= Task item A =
Reproduce word for word the part of the text on the negatives of Filipino society from "The Negatives of" down to "of the group.".
= Task item B =
Answer these questions from the text on the negatives of Filipino society:
(i) What do many Filipinos give in to in hopes of preserving harmony within their kinship group?
(ii) Whom do Filipino households value as the supreme decision-maker?
(iii) In which matters especially are children past legal age expected to follow their parents' wishes?

The Negatives of Filipino Society

  1. Insincerity and pretension – to avoid dents in good relationships and not to embarass others, many seem to avoid open conflicts or frank dialogs. Many Filipinos give in to society or group pressure in hopes of preserving harmony within their kinship group. A Filipino will still show a happy face even is he or she is hurting to avoid dissonance in his surroundings. This does not go well because true feelings, integrity and principles are sacrificed for the acceptance of the group.
  2. The cons of extended family – unlike Western countries, Filipino households still give value to the head of the family as the the supreme decision-maker. Even after reaching their legal age, children are still expected to follow what their parents wishes especially when it comes to financial and relationship matters. The society gives utmost value to what parents or elderly decides compared to what the individual decides for him/herself. This has become inevitabe because of the strong extended-family culture wherein individuals still stay inside their parents home for many years even after becoming financially self-sufficient. Individuals are often hampered in their desire to be independent economically and financially.

[Natural language region descriptions]
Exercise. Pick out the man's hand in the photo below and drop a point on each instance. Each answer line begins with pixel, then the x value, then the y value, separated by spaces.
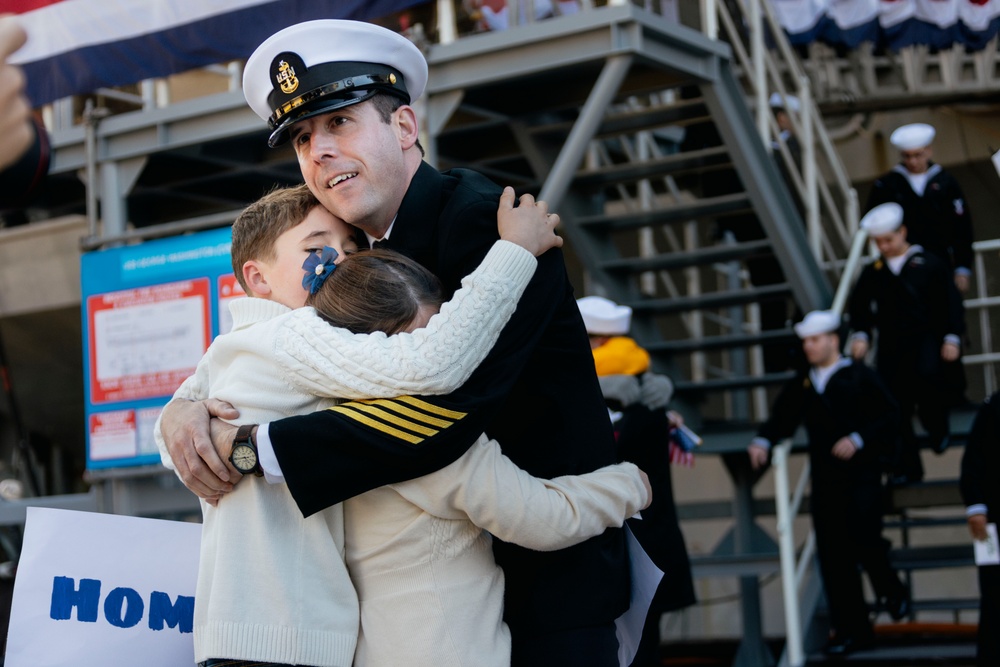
pixel 530 225
pixel 950 351
pixel 185 428
pixel 649 489
pixel 977 526
pixel 844 449
pixel 16 127
pixel 657 390
pixel 758 456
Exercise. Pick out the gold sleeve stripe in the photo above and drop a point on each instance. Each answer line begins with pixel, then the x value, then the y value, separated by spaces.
pixel 396 418
pixel 390 418
pixel 407 412
pixel 430 407
pixel 377 425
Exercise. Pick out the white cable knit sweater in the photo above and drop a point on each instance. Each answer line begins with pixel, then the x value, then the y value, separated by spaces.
pixel 273 586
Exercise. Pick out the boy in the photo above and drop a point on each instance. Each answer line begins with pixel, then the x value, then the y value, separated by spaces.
pixel 272 586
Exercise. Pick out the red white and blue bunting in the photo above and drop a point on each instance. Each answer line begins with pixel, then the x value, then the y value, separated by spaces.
pixel 892 24
pixel 77 46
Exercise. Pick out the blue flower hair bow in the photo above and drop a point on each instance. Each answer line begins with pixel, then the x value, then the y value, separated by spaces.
pixel 318 266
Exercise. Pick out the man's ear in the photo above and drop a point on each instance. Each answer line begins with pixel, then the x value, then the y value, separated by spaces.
pixel 254 277
pixel 409 129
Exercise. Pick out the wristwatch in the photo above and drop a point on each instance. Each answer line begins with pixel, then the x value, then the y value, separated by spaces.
pixel 244 453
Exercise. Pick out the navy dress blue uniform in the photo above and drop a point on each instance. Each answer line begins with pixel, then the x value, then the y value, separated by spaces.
pixel 978 483
pixel 913 312
pixel 939 219
pixel 642 435
pixel 846 496
pixel 536 393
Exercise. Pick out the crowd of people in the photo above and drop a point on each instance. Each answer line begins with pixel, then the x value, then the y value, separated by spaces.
pixel 417 445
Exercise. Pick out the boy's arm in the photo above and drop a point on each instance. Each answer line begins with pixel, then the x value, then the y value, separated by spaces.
pixel 485 487
pixel 327 361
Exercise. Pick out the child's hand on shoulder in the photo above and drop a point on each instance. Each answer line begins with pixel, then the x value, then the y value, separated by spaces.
pixel 529 225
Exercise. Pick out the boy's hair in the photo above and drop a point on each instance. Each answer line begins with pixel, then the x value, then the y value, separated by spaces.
pixel 258 227
pixel 376 290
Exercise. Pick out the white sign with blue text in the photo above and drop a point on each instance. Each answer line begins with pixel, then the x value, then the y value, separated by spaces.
pixel 94 590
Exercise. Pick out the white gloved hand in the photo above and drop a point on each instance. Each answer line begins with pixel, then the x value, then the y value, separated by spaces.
pixel 622 388
pixel 657 390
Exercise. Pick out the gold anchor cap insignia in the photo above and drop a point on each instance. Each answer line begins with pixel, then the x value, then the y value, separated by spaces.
pixel 286 78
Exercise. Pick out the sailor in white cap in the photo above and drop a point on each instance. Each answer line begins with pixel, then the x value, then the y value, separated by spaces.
pixel 781 105
pixel 641 433
pixel 851 422
pixel 340 93
pixel 934 209
pixel 908 297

= Exercise output A =
The Negatives of Filipino Society

  1. Insincerity and pretension – to avoid dents in good relationships and not to embarass others, many seem to avoid open conflicts or frank dialogs. Many Filipinos give in to society or group pressure in hopes of preserving harmony within their kinship group. A Filipino will still show a happy face even is he or she is hurting to avoid dissonance in his surroundings. This does not go well because true feelings, integrity and principles are sacrificed for the acceptance of the group.

= Exercise output B =
(i) Society or group pressure.
(ii) The head of the family.
(iii) Financial and relationship matters.